_SUPPLIED MATERIAL_:
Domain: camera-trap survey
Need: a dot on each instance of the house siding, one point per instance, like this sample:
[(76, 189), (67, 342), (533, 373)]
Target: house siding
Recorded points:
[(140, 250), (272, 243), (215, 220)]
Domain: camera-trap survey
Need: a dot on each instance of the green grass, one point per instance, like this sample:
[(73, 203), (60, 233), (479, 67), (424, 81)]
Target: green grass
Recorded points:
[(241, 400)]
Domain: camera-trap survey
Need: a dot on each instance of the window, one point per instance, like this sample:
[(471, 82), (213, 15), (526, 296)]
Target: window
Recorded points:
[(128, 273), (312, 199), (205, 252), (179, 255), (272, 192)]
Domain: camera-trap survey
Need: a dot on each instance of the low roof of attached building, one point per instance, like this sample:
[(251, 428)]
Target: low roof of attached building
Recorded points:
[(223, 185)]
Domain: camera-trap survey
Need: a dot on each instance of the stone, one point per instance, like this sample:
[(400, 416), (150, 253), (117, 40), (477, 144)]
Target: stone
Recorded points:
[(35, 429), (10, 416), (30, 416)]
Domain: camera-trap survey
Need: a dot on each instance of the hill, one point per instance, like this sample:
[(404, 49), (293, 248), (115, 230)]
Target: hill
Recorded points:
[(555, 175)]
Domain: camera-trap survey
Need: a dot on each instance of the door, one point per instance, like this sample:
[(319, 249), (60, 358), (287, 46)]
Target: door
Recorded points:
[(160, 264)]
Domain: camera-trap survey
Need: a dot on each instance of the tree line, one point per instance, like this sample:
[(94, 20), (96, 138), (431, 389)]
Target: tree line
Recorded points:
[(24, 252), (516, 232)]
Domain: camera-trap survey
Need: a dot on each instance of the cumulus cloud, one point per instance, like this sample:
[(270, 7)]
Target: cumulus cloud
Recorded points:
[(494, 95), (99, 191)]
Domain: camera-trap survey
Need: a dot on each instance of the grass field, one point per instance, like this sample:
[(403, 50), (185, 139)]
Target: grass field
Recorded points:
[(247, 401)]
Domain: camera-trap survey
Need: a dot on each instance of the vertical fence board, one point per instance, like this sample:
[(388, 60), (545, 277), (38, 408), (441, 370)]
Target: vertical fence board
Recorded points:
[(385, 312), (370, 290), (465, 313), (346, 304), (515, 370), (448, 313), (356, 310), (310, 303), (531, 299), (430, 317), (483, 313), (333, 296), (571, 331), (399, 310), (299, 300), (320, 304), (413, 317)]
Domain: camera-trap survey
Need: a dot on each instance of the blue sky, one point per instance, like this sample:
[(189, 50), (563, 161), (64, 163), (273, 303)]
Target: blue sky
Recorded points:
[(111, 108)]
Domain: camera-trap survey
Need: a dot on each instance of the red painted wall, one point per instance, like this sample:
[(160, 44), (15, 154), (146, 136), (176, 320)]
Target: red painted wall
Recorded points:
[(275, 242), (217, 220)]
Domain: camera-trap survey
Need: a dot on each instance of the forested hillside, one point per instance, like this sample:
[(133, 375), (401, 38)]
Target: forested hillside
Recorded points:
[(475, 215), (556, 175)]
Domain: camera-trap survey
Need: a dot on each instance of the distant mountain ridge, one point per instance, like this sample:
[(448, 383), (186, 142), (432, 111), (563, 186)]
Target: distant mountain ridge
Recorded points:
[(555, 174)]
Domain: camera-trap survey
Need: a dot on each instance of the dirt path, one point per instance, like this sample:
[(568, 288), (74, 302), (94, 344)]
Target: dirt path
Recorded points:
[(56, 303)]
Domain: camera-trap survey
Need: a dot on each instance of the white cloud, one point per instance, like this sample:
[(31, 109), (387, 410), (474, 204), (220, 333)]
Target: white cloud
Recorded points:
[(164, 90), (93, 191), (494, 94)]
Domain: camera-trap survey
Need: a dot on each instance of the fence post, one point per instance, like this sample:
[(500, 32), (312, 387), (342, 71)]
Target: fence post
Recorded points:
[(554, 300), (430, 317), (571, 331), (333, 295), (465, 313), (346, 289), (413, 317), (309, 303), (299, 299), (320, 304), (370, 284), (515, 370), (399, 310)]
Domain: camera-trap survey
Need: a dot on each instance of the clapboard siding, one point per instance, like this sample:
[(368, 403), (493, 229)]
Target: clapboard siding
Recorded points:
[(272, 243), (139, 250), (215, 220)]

_SHORT EXERCISE_: Copy the records line for line without any changes, starting at the very first line and stopping after the line that contains "[(24, 252), (516, 232)]".

_TASK ANSWER_:
Domain: camera-trap survey
Need: a dot on each instance of the house siding, one point per instance, like this sample:
[(76, 189), (67, 342), (533, 373)]
Target: house siding
Recorded points:
[(140, 250), (272, 243), (215, 220)]
Domain: camera-trap survey
Need: a dot on each instance of the green grass, one point per instance, like this sample:
[(73, 203), (60, 233), (479, 67), (424, 81)]
Target: green grass
Recorded points:
[(241, 400)]
Domain: camera-trap survey
Need: a dot on each instance of the window, one point per instance, like this sample:
[(471, 82), (213, 15), (526, 296)]
Target: window
Recorded points:
[(128, 273), (312, 199), (205, 252), (179, 255), (272, 192)]
Domain: camera-trap survey
Need: a dot on each instance of the low roof of attached building, one point per instance, like this sample:
[(251, 428)]
Target: low roof of attached building
Recorded points:
[(223, 185)]
Domain: camera-trap survey
Need: a dot on each instance of the stone, one point per instance, like this sample:
[(400, 416), (150, 253), (117, 40), (477, 144)]
Target: stone
Recorded points:
[(35, 429), (10, 416), (30, 416)]
Domain: camera-trap survey
Need: a dot on each instance of the hill, one point per instance, like this sample:
[(404, 49), (293, 248), (115, 230)]
Target: hill
Recorded points:
[(555, 175)]
Domain: camera-trap survey
Need: a dot on each instance of the door, one point per instance, like this sample:
[(319, 249), (60, 358), (287, 46)]
Target: door
Recorded points:
[(160, 264)]
Domain: camera-trap survey
Need: a dot on each instance of the tree line, one point per instance, like this sample:
[(94, 20), (96, 138), (431, 389)]
Target: tree line
Recorded points:
[(24, 252), (516, 232)]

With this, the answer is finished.